■ **Extrait du texte**
La Coalition pour le Sahel est donc déjà bien en place. L’Europe, ses institutions comme ses Etats membres, mais aussi nos partenaires américains et les pays voisins sont tous au rendez-vous. Ce succès est un gage de la pérennité de l’engagement international au Sahel.
Sur le terrain militaire, dès le début de l’année 2020, de nombreux succès ont été enregistrés par les forces armées nigériennes (FAN), avec un soutien renforcé de la force Barkhane, dont les effectifs ont été accrus. Ces opérations conjointes entre les FAN, Barkhane et la force conjointe du G5 Sahel, qui est elle-même fortement montée en puissance, ont donné d’excellents résultats. La mise en place à Niamey d’un poste de commandement conjoint «FCG5 – Barkhane» et d’une cellule d’échange de renseignements a pleinement contribué à l’efficacité de notre combat.

■ **Travail à réaliser**
(1) Dans l'extrait sur l'engagement au Sahel, relevez les forces qui mènent ensemble les opérations conjointes.
(2) D'après l'extrait sur l'engagement au Sahel, dans quelle ville a-t-on installé le poste de commandement conjoint « FCG5 – Barkhane » ?

■ **Données disponibles**
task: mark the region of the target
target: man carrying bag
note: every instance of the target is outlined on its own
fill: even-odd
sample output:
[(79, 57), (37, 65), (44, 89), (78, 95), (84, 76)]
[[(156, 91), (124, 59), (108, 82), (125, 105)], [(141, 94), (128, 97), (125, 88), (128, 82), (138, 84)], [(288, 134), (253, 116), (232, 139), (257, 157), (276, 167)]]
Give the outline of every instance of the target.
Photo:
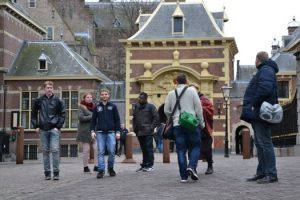
[[(187, 84), (186, 75), (180, 73), (177, 78), (177, 90), (178, 96), (185, 88)], [(176, 104), (175, 90), (169, 92), (165, 100), (164, 112), (167, 117), (172, 113), (172, 110)], [(173, 116), (173, 131), (175, 136), (175, 144), (177, 148), (178, 165), (181, 177), (181, 182), (188, 182), (188, 176), (193, 180), (198, 180), (197, 165), (200, 154), (200, 129), (197, 127), (194, 130), (183, 128), (179, 125), (179, 116), (181, 112), (188, 112), (197, 116), (199, 120), (199, 126), (201, 129), (204, 128), (204, 120), (201, 104), (199, 104), (199, 97), (197, 91), (194, 88), (187, 88), (185, 93), (180, 98), (180, 110), (176, 109)], [(187, 149), (190, 149), (190, 160), (187, 162)]]

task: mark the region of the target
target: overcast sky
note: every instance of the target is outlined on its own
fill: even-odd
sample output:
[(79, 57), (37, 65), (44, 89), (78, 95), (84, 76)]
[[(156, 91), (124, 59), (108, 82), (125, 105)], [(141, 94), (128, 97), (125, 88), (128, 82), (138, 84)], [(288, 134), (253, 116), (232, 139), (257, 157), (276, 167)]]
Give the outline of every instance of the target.
[(242, 65), (254, 64), (258, 51), (270, 53), (274, 38), (281, 45), (293, 16), (300, 22), (300, 0), (204, 0), (204, 3), (210, 12), (222, 11), (225, 6), (229, 18), (225, 36), (235, 38), (239, 50), (235, 61), (240, 60)]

■ **Solutions proposées**
(1) Les forces armées nigériennes (FAN), la force Barkhane et la force conjointe du G5 Sahel.

(2) À Niamey.